Other suggestions have been to (against normal theories on this) back sweeten almost immediately after the ferment has finished and after the initial rack off the lees, but after it's been sorbate/sulphited. That way (in theory of course) as the normal yeast and other debris settle out, it might drag the haze from the back sweetening as well.

So rather than back sweeten to taste, back sweeten to a set of numbers, something like 1.010 to 1.020 (like mine sweet, just not dessert sweet like 1.040 etc..).

Can't be arsed to go to the HBS today, but as I've finished work till the 4th Jan now, I'll go next week when the weather isn't too shite (currently can't make it's mind up whether it wants to rain, snow or freeze....).

I've got some 2 part finings in stock (Kwiklear I think they're called) so if necessary I can try those, but would like to try bentonite first as I understand that it's a bit more gentle than the 2 part type ones......

regards

fatbloke

p.s. and I've also got enough pumping/filtering kit i.e. a mini-jet pump/filter, but also an enolmatic with the filter housing and a 1 micron cartridge, so I might try the minijet with the course filter first (it's new and I haven't used it yet...)


----------



## Wade E (Dec 18, 2010)

Surely use a coarse filter first so as not to have problems with clogging a fine filter. I am an advocate of sweetening early on myself and I just stay unser the sweetness I want as it comes out a bit more with some aging. I get it close and then test it after bulk aging and if needed add just a tad more and that little more isnt enough to cloud it up.


----------



## fatbloke (Dec 19, 2010)

Wade E said:


> Surely use a coarse filter first so as not to have problems with clogging a fine filter. I am an advocate of sweetening early on myself and I just stay unser the sweetness I want as it comes out a bit more with some aging. I get it close and then test it after bulk aging and if needed add just a tad more and that little more isnt enough to cloud it up.


Now that's a bloody good idea, I suspect I'll have to give that a go. Then I'd only need to hit it with 2 part finings if really necessary.......

regards

fatbloke


----------

**Work to do:**
1. In the thread, what range of numbers is suggested for back sweetening instead of sweetening to taste?
2. Pick out and copy every line in the rows that contains the word "window".
The thread and the rows come from separate, unrelated sources.

**Exercise data:**
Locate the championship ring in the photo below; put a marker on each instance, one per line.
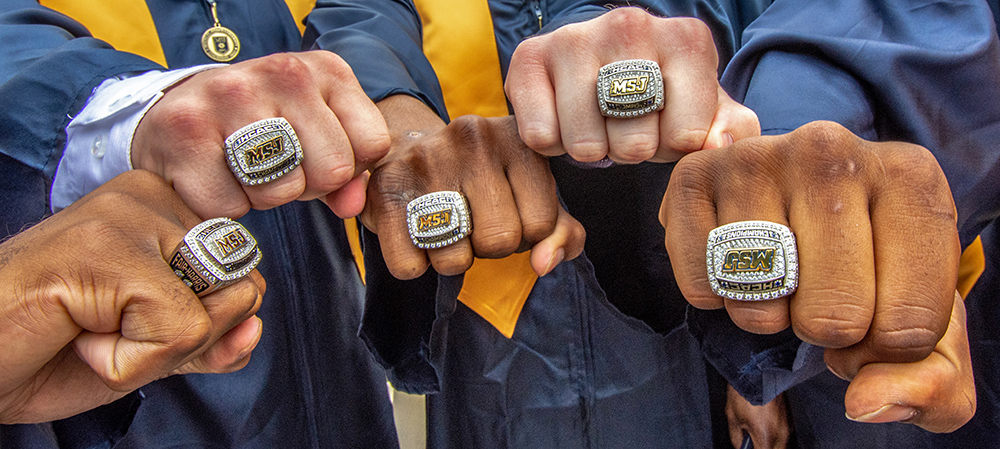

--

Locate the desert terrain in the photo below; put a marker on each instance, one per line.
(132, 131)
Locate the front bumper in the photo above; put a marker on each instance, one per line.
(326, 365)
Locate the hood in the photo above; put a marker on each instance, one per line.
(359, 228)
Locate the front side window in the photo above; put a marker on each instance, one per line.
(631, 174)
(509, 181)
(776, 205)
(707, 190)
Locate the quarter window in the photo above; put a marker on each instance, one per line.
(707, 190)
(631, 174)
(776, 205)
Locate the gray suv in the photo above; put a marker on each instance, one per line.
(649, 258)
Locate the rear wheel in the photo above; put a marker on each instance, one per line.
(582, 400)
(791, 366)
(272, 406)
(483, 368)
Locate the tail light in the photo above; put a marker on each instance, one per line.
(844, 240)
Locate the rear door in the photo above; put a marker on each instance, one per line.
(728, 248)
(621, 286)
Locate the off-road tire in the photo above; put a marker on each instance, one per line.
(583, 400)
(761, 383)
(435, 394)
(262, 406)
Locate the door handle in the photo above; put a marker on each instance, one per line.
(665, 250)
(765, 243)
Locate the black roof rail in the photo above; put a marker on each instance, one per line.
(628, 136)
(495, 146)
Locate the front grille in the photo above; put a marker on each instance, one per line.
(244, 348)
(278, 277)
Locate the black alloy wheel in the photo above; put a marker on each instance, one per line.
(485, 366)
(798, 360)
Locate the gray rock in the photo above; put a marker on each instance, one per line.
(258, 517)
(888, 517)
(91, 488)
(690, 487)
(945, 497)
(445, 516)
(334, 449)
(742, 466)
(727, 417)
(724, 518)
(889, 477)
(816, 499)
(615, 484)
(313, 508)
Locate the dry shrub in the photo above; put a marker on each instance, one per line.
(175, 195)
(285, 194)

* * *

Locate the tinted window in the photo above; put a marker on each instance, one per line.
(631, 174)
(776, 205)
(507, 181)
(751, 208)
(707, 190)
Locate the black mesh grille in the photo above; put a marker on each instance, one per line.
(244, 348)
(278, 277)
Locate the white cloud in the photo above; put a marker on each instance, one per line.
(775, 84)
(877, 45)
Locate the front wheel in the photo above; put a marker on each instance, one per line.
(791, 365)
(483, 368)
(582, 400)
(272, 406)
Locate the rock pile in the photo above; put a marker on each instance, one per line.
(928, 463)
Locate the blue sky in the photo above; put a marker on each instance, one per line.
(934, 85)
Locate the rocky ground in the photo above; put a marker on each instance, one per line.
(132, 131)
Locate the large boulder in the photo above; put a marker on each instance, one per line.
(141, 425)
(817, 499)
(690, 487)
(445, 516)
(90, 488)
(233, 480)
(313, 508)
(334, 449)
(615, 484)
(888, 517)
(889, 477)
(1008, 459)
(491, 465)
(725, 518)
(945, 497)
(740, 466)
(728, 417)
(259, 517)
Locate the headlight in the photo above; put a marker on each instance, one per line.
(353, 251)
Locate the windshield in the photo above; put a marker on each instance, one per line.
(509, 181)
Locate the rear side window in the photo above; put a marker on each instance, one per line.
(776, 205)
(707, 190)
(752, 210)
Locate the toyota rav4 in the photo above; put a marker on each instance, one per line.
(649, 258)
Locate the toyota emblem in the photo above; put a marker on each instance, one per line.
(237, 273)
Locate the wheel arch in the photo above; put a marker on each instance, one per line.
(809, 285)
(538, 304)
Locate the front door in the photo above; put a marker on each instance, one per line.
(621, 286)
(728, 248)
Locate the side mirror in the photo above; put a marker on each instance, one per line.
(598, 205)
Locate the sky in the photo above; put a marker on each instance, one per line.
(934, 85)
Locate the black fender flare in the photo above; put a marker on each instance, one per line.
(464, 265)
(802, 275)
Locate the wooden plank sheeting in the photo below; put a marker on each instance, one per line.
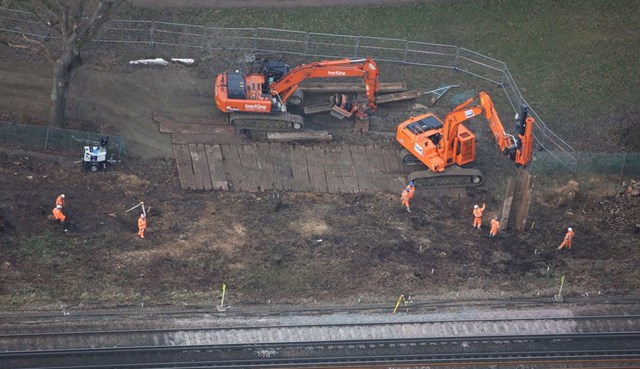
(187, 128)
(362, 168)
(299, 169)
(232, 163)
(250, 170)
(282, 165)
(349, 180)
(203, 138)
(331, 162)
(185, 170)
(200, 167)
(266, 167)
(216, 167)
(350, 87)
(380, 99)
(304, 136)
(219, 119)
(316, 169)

**The responses:**
1. 1.010 to 1.020.

2.
Locate the front side window in the photo above; put a marker on each instance, one per line.
Locate the quarter window in the photo above; put a marker on each instance, one per line.
Locate the tinted window in the photo above; put a marker on each instance, one per line.
Locate the rear side window in the photo above; put a marker on each instance, one per line.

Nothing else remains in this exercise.